Switch "ceramic" to "clay" wherever it appears in the rows below, then give the lines again with everything else left unchanged.

:: Data listing ::

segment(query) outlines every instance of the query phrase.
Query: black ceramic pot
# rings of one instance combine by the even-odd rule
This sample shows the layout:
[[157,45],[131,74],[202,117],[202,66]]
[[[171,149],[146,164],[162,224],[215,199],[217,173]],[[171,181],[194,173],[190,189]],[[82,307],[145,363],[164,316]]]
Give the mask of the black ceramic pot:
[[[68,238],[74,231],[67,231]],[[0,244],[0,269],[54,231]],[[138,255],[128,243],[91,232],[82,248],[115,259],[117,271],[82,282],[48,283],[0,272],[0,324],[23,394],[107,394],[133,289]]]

:::

▶ **Output below**:
segment(query) outlines every instance of the query phrase.
Query: black clay pot
# rings of one instance combine by the even-odd rule
This sample shows the layout:
[[157,45],[131,74],[202,117],[202,66]]
[[[171,149],[146,164],[162,224],[215,199],[217,173]],[[171,181],[194,173],[190,189]],[[82,307],[145,363],[164,316]]]
Give the mask of the black clay pot:
[[[68,238],[74,231],[67,231]],[[0,244],[0,269],[54,231]],[[138,255],[128,243],[91,232],[82,248],[115,259],[117,271],[82,282],[48,283],[0,272],[0,324],[23,394],[107,394],[133,289]]]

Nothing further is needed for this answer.